▶ _Job 1_
In the court opinion on the lumber company case, on what date was the decision issued?
▶ _Job 2_
List every circuit judge named as sitting on the panel in the court opinion on the lumber company case.
▶ _Job 3_
Pick up the court opinion on the lumber company's dispute with the labor board after its last sentence, and keep writing it.

JA Bentley Lumber Co. v. NLRB, 12837.

Decision Date11 March 1950
Docket NumberNo. 12837.,12837.
Citation180 F.2d 641
PartiesJ. A. BENTLEY LUMBER CO. v. NATIONAL LABOR RELATIONS BOARD.
CourtU.S. Court of Appeals — Fifth Circuit

LeDoux R. Provosty, Alexandria, La., for petitioner.

Robert Todd McKinlay, Atty., NLRB, Washington, D. C., David P. Findling, Assoc. Gen. Cnsl., NLRB, Washington, D. C., A. Norman Somers, Asst. Gen. Cnsl., NLRB, Washington, D. C., for respondent.

Before HOLMES, WALLER, and RUSSELL, Circuit Judges.

RUSSELL, Circuit Judge.

The J. A. Bentley Lumber Company petitions this Court to set aside an order of the National Labor Relations Board which directed it to reinstate and make whole in back pay two employees whom the Board found were illegally discharged and thereafter improperly denied reinstatement, and to cease and desist from specified unfair labor practices. In response the Board asks enforcement of its order.1

The petitioning lumber company assails the Board's order in toto and in material particulars upon the ground that the Board's findings and conclusions are without the support of substantial evidence, on the record considered as a whole, and therefore without basis in law. Petitioner further contends the Board erred in overruling its motion to dismiss the complaint.

We conclude that there are no valid grounds for setting aside the Board's findings and order and, as legally consequent, that the Board's prayer for enforcement of its order should be granted.

Data items
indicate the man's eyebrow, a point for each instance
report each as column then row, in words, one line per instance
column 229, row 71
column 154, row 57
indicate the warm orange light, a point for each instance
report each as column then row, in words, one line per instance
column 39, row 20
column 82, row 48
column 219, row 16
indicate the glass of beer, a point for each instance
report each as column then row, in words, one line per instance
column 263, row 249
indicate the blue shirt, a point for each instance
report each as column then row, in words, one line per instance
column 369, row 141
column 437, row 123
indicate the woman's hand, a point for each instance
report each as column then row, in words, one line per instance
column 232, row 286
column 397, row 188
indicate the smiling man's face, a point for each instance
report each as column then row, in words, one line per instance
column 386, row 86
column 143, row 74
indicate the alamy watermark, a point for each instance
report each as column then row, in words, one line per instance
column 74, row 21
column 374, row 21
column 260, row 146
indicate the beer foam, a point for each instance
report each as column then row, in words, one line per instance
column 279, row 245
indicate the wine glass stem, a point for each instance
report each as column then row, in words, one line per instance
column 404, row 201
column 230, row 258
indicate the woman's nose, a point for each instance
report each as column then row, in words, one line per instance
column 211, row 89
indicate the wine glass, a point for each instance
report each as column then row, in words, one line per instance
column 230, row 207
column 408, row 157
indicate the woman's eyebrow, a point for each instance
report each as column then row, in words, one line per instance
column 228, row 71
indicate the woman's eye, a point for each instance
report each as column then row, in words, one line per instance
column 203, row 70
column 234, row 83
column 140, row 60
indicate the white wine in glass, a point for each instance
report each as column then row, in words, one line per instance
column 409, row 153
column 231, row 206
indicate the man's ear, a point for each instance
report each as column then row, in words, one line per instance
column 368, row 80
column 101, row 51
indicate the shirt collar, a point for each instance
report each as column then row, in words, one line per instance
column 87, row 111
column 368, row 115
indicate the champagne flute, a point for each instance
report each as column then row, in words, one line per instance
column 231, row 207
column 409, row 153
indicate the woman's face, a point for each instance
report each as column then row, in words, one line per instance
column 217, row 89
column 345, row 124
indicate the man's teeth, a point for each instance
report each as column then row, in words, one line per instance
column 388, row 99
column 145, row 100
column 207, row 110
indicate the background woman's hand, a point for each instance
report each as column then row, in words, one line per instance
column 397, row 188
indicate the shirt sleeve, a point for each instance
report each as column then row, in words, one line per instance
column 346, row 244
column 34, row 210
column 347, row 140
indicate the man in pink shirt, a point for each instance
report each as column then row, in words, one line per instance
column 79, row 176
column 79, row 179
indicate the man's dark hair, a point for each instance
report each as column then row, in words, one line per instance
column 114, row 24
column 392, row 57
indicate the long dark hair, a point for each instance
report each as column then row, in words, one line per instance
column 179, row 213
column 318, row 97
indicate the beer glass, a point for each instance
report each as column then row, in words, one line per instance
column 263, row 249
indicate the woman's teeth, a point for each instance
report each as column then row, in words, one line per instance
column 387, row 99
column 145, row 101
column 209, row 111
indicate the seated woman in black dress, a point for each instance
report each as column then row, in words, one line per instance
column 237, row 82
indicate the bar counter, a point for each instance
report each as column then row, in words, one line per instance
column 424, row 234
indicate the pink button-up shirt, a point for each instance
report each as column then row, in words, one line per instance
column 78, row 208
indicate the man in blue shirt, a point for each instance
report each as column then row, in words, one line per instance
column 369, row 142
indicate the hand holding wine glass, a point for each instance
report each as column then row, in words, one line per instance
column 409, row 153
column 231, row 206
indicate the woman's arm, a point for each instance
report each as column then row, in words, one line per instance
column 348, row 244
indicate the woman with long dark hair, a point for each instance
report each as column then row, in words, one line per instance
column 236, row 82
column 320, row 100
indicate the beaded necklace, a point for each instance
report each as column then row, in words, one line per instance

* * *

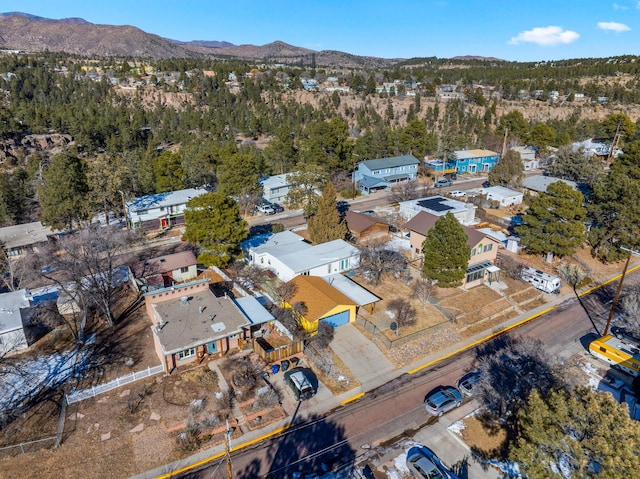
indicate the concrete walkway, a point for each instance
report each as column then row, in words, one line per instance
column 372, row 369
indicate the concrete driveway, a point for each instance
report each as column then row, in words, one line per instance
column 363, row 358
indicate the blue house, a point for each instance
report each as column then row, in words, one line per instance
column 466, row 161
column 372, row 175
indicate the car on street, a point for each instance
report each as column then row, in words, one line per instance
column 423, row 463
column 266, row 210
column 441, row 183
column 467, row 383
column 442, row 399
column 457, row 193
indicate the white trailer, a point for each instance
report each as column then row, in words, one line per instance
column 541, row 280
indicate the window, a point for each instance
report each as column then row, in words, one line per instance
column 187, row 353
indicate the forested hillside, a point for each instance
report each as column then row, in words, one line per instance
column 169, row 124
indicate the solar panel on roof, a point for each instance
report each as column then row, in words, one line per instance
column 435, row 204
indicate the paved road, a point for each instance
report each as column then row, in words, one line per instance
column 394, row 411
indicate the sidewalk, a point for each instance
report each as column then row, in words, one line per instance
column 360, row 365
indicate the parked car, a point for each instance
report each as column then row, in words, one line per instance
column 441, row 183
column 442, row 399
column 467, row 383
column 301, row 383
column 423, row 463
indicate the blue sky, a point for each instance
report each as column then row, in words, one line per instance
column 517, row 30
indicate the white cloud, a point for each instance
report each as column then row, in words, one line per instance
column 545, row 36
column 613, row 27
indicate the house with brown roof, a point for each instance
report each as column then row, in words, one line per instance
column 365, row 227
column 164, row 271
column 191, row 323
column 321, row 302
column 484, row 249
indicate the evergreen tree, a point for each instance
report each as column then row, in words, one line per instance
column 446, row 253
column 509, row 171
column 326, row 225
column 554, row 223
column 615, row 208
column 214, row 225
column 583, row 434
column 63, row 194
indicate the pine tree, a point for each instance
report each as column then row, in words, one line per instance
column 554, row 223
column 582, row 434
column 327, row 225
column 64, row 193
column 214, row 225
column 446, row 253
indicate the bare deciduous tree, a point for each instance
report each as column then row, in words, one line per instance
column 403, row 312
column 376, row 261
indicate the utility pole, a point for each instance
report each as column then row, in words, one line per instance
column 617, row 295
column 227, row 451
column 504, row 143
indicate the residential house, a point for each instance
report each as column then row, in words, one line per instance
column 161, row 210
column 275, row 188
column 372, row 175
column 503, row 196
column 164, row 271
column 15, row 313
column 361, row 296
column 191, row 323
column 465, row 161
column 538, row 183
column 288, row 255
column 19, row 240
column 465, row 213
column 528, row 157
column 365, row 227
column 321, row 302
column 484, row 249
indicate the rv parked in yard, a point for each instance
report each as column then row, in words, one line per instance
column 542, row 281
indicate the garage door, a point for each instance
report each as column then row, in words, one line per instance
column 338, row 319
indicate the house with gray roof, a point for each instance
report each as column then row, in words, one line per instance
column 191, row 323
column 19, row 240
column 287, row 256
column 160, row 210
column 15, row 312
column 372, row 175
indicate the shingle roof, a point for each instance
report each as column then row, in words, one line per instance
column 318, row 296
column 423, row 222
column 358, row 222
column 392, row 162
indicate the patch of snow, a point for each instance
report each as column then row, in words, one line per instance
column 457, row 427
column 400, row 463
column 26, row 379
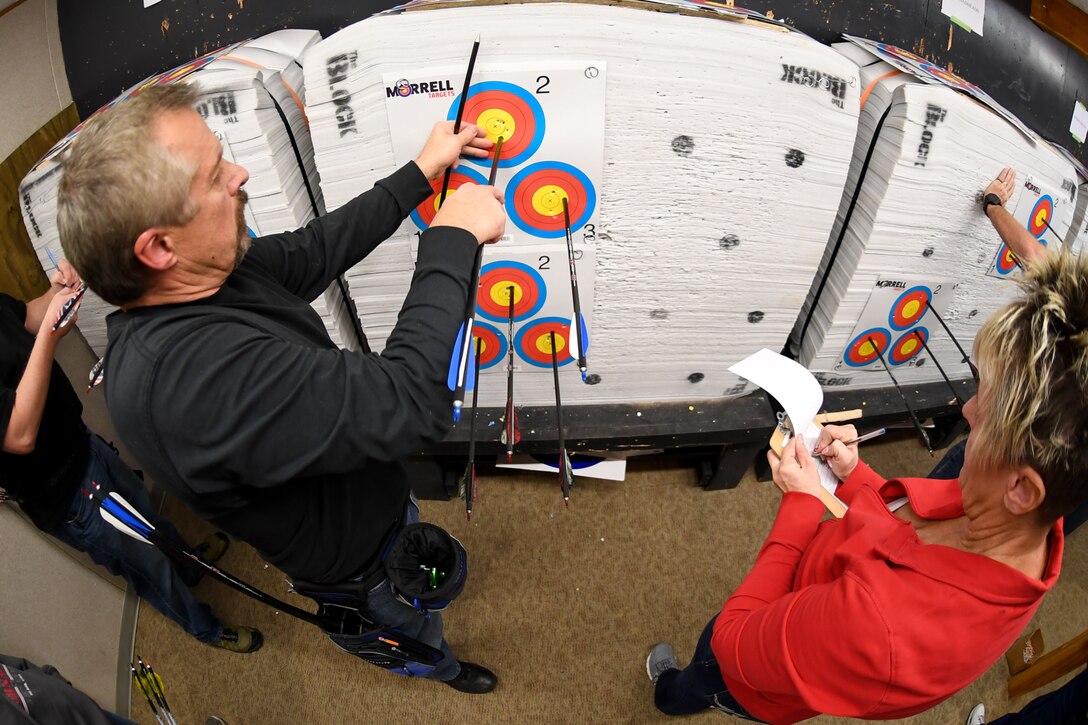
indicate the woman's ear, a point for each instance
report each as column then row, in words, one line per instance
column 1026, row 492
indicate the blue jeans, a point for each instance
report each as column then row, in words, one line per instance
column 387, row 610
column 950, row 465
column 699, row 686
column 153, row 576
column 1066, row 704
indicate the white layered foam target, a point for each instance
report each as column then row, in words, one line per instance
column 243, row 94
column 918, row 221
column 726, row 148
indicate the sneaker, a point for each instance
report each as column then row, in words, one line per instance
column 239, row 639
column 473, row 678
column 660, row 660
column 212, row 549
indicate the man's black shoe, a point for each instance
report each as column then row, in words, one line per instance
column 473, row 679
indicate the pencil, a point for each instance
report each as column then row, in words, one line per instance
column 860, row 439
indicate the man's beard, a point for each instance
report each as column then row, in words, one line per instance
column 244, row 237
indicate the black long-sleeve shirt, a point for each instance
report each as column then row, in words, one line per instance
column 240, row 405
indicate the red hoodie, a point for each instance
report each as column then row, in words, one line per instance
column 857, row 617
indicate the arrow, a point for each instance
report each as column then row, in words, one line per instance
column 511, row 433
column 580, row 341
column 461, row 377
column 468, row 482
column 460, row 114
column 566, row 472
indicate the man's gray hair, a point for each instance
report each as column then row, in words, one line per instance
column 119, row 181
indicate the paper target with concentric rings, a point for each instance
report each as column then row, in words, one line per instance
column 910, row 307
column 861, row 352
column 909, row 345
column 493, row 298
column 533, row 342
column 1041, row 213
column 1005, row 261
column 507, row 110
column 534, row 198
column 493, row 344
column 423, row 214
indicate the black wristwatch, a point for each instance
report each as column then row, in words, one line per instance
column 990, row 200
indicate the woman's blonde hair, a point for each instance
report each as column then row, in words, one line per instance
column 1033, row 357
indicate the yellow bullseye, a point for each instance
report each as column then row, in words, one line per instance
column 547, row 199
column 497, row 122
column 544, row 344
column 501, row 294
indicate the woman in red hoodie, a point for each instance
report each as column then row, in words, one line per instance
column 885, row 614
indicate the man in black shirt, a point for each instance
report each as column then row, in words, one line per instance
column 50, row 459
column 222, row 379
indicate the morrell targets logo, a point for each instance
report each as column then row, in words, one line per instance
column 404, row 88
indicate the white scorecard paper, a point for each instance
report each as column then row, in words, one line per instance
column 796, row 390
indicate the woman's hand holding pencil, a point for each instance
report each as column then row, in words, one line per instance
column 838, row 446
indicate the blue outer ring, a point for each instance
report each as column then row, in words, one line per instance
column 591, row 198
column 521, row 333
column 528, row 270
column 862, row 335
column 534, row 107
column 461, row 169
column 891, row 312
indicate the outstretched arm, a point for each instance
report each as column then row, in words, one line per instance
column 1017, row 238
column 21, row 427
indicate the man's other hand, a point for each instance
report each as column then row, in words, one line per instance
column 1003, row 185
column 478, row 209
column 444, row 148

--

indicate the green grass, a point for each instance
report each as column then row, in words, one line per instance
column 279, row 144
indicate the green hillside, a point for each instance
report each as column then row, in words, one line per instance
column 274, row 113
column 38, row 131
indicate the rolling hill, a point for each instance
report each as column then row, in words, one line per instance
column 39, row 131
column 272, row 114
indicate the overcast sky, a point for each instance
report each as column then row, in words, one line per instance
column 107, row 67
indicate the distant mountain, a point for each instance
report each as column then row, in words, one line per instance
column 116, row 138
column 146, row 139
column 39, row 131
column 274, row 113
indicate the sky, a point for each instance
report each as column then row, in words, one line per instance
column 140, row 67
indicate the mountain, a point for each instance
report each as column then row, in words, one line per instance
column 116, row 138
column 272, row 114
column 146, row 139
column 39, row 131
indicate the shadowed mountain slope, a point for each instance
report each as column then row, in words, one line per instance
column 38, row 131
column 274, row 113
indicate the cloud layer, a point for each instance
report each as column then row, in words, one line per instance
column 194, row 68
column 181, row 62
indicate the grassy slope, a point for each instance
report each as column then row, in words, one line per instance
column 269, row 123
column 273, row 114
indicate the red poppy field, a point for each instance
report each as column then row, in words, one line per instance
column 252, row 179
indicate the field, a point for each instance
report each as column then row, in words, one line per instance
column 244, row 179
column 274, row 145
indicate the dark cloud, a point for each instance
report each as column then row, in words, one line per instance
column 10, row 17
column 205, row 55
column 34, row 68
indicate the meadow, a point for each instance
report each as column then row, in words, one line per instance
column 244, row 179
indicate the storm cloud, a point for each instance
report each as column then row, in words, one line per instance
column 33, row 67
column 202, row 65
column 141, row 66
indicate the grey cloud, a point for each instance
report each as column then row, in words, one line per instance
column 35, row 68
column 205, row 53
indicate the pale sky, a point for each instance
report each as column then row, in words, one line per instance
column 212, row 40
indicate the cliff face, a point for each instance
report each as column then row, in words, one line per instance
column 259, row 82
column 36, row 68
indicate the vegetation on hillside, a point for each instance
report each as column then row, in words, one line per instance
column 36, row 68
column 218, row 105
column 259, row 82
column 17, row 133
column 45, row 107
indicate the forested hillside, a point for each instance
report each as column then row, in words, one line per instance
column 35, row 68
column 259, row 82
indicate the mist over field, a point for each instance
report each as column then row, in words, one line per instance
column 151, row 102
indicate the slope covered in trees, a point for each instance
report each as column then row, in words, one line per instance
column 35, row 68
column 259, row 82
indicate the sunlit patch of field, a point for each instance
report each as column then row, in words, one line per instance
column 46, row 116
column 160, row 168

▶ _Expected answer 1_
11 March 1950

▶ _Expected answer 2_
Holmes, Waller, Russell

▶ _Expected answer 3_
The lumber company's motion to dismiss the complaint is not meritorious. There was no showing made that the labor organization was not in compliance with the statute by failure to file financial statement required prior to the institution of the complaint.2 In fact, the only showing now relied upon by the petitioner is a statement from the Board that compliance would be required before complaint was instituted. The charge was filed prior to the amendment to the Act requiring such financial statement. That the charge, alleging illegal discharges in March and April of 1946, and filed August 25, 1946, was dismissed "without prejudice," August 15, 1947 and was reinstated by the Regional Director May 28, 1948 when it was ascertained that the dismissal resulted from an administrative error, the nature of which appears from the record, does not require the complaint's dismissal. Petitioner alleges that it was "lulled into a false sense of security," but fails to show legal prejudice resulting from the reinstatement of the charge. The lapse of two years between the filing of the charge and the filing of the complaint upon which is predicated the petitioner's claim of laches preventing further proceedings, is likewise without merit. Phelps Dodge Corp. v. N. L. R. B., 2 Cir., 113 F.2d 202, affirmed 313 U.S. 177, 200, 61 S.Ct. 845, 85 L. Ed. 1271, 133 A.L.R. 1217.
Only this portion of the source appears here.